(Aim of the exercise):
Taking the line with "instance, sample <point>438,210</point>." as the first and the line with "[indicate] one point per instance, sample <point>79,0</point>." as the last, set down the lines below exactly, pictures excluded.

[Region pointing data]
* * * * * * * * *

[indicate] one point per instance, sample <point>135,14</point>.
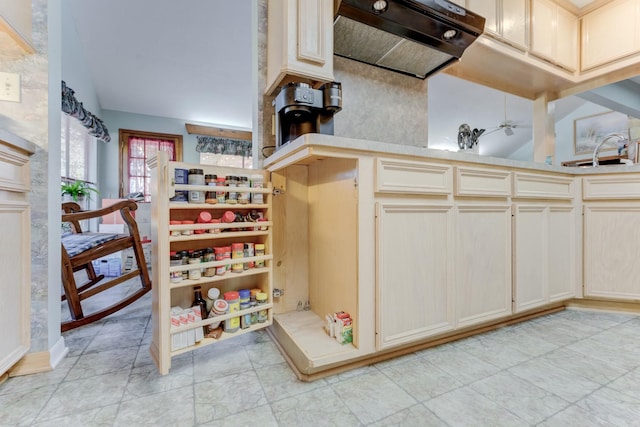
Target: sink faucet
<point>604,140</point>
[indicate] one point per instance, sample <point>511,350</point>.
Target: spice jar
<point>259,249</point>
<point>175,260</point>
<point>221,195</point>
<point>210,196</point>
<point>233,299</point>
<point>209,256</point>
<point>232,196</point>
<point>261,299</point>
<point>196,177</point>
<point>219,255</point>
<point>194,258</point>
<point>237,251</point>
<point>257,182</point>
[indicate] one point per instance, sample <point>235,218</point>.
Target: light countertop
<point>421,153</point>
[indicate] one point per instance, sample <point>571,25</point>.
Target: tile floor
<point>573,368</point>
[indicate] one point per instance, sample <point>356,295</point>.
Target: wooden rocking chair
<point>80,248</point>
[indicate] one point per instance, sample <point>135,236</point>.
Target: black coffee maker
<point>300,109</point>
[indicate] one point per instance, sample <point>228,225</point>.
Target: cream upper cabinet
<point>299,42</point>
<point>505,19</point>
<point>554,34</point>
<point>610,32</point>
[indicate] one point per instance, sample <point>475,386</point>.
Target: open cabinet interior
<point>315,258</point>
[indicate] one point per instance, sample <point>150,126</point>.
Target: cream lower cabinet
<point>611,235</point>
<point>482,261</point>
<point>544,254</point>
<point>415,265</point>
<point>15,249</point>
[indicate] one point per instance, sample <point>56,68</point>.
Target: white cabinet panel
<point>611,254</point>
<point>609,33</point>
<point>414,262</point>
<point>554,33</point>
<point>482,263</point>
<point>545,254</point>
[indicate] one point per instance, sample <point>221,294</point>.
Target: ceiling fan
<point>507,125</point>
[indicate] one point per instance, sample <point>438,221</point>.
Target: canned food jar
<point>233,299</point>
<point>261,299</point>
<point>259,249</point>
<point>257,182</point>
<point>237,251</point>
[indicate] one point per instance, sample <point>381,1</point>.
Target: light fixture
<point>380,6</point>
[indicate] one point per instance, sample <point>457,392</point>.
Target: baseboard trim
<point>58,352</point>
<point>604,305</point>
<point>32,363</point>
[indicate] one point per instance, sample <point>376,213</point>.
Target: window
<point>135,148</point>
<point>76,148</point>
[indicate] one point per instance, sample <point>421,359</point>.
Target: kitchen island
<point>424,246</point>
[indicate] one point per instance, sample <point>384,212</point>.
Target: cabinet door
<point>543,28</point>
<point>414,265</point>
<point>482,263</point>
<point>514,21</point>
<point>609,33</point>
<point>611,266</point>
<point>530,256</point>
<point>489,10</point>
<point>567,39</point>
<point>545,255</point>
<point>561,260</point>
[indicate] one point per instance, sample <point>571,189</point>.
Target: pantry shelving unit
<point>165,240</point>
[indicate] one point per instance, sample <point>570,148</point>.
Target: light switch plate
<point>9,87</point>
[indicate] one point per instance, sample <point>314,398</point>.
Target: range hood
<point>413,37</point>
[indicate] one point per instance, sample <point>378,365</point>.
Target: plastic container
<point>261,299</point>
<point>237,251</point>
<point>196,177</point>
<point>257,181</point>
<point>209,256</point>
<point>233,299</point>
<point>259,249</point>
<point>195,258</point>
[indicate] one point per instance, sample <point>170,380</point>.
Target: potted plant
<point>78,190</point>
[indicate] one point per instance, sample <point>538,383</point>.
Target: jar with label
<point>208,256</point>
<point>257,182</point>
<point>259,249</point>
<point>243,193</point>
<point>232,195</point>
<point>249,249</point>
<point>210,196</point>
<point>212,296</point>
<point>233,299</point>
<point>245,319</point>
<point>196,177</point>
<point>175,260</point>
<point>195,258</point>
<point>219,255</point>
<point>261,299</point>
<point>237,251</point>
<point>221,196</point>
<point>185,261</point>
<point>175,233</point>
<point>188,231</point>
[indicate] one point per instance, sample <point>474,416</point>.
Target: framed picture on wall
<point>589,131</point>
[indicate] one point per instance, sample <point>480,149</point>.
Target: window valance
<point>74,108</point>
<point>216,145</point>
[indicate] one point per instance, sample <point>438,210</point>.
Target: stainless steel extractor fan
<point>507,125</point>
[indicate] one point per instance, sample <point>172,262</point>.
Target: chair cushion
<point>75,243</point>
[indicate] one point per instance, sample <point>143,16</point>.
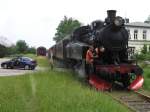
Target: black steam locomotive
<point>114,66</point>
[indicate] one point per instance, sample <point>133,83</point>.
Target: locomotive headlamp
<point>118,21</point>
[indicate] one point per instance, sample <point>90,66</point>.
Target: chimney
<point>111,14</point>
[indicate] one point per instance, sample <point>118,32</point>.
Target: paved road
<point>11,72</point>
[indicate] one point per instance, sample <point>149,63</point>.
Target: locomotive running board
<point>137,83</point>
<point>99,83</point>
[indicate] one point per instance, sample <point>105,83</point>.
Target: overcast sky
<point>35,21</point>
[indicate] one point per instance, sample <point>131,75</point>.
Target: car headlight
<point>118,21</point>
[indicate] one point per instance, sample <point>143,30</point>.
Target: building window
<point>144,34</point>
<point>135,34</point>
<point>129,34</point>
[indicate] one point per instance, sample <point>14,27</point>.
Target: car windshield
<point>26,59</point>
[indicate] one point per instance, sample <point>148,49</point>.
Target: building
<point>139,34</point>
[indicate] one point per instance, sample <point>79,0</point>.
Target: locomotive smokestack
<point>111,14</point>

* * * * * * * * *

(Response for this exercise):
[indicate] one point per instance, sample <point>438,210</point>.
Target: stainless steel extractor fan
<point>507,125</point>
[indicate] one point per instance, sample <point>172,262</point>.
Target: chair cushion
<point>75,243</point>
[indicate] one point per instance, sample <point>143,16</point>.
Target: black steam locomotive
<point>114,66</point>
[indicate] one point per instance, sample <point>133,83</point>.
Target: locomotive headlamp
<point>118,21</point>
[indicate] one point per instance, sample <point>90,66</point>.
Target: chimney
<point>111,14</point>
[indicate] one point per instance, sample <point>118,32</point>.
Target: paved road
<point>11,72</point>
[indicate] one point per instance, sample <point>149,63</point>.
Target: locomotive running board
<point>137,83</point>
<point>99,83</point>
[indicate] one point per instance, sample <point>105,83</point>.
Target: overcast sky
<point>35,21</point>
[indicate] one point per instance, sample <point>131,75</point>.
Target: car headlight
<point>118,21</point>
[indicate] one point per instance, sample <point>143,30</point>.
Target: building window
<point>144,34</point>
<point>135,34</point>
<point>129,34</point>
[indicate] one point per instance, sample <point>14,27</point>.
Target: car windshield
<point>26,59</point>
[indicate] one point per instance, sample <point>148,49</point>.
Target: building
<point>139,34</point>
[indicate] one point per instance, sample <point>79,0</point>.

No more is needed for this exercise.